Write out the listing from the line with "For the evaluation set, tag every instance of the man" to the line with "[[550, 168], [808, 240], [547, 118]]", substituting "sunglasses" for "glasses" and leaving everything else as it is.
=====
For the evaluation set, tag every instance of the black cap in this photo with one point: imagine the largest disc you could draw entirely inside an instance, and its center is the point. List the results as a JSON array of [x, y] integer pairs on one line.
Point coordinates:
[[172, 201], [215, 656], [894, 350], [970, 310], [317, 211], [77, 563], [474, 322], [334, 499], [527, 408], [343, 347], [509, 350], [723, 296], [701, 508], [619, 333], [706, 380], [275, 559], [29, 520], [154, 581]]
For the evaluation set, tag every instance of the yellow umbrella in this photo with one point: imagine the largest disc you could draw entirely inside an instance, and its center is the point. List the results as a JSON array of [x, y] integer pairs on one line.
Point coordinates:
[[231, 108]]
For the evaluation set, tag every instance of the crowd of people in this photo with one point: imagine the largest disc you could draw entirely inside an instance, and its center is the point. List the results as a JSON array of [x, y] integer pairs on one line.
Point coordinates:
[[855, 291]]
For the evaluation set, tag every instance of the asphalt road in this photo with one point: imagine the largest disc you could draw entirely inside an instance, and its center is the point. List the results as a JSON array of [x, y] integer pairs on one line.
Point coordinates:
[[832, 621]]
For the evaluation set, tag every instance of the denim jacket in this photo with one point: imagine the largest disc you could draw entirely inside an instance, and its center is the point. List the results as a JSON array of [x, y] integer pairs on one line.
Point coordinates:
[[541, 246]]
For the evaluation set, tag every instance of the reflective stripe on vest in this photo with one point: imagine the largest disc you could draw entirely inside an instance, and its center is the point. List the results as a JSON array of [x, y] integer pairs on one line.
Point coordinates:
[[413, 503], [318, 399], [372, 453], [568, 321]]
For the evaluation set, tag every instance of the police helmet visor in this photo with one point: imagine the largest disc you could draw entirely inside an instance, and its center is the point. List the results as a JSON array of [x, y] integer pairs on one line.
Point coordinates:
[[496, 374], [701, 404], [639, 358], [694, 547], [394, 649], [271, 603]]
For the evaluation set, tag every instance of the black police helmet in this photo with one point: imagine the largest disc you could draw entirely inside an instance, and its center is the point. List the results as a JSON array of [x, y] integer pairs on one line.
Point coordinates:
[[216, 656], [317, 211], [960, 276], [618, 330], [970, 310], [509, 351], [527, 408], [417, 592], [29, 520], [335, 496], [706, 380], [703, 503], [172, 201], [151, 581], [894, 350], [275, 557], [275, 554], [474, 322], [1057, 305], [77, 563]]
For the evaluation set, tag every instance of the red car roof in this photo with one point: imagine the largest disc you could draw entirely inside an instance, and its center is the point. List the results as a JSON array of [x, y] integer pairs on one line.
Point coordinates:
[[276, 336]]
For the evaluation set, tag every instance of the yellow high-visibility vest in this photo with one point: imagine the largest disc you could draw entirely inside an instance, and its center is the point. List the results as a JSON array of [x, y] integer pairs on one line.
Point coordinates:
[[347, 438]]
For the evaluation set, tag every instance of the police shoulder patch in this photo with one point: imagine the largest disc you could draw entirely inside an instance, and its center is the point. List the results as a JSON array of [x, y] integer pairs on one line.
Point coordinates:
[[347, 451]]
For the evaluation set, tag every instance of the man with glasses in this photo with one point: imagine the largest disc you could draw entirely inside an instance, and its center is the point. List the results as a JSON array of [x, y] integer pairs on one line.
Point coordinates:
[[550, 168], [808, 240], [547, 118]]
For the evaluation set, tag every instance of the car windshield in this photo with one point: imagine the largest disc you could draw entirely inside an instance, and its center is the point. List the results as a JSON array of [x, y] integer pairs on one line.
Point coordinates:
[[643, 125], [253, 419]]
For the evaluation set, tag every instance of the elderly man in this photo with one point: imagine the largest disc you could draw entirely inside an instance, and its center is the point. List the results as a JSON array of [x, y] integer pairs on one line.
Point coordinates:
=====
> _Task response_
For the evaluation set, tag every instance of the man with sunglasses in this photo with one point: imagine the largest disc you could draw entirely inside an instance, and its center is the point. List the results as a JSON array of [x, y] integer pairs on one line.
Point coordinates:
[[550, 168], [808, 240], [547, 118]]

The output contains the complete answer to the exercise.